[Referring expression pointing data]
----------------

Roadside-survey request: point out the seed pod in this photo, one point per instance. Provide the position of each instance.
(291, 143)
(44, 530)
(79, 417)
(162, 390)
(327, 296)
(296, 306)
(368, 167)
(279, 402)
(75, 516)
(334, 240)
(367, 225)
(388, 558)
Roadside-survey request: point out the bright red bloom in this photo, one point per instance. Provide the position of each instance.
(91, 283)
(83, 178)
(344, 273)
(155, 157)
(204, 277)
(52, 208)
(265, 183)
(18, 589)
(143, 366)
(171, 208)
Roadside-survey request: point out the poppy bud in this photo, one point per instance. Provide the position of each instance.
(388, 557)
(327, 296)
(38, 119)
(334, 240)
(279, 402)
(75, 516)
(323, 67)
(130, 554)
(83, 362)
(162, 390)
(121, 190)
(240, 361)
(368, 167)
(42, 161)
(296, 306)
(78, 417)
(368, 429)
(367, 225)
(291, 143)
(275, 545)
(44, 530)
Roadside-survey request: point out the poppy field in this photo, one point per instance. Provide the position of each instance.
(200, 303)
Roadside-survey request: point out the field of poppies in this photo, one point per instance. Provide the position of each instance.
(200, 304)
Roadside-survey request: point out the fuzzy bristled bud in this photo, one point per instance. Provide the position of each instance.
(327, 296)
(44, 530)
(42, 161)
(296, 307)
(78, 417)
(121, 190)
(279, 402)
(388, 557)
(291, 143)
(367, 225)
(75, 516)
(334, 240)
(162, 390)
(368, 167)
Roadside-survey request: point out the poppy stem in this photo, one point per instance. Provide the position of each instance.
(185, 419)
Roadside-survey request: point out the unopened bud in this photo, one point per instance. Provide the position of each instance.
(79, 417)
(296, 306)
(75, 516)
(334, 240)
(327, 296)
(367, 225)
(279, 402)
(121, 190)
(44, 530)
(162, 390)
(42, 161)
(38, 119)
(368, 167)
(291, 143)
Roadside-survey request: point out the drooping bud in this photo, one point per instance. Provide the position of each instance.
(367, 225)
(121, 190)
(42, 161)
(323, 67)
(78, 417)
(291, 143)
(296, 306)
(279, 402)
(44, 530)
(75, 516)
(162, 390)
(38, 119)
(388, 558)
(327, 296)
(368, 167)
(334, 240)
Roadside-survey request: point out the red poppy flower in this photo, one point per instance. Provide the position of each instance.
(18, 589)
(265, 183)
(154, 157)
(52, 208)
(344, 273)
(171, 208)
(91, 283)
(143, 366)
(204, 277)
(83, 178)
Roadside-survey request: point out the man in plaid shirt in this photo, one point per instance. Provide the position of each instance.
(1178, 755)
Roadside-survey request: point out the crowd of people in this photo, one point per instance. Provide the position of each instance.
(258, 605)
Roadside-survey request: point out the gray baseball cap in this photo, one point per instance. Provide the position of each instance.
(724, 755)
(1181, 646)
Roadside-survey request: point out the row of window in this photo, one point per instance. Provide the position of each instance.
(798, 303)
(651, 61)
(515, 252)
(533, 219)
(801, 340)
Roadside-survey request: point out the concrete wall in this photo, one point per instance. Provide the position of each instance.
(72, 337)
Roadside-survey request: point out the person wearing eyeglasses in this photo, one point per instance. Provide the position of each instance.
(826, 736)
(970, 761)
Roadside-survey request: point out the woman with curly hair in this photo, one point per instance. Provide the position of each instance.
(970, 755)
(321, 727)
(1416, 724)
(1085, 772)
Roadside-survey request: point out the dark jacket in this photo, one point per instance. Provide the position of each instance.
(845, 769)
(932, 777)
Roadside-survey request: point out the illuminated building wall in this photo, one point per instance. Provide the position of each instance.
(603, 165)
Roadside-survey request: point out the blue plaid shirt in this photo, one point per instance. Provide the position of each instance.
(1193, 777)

----------------

Task prompt: Only this range is to be output: the line that contains "Roadside-survey request: point out the blue" through the last line of the records above, both inclusive.

Output for this exercise:
Roadside-survey request: point out the blue plaid shirt in this photo, one point per instance. Provide the position of each instance.
(1193, 777)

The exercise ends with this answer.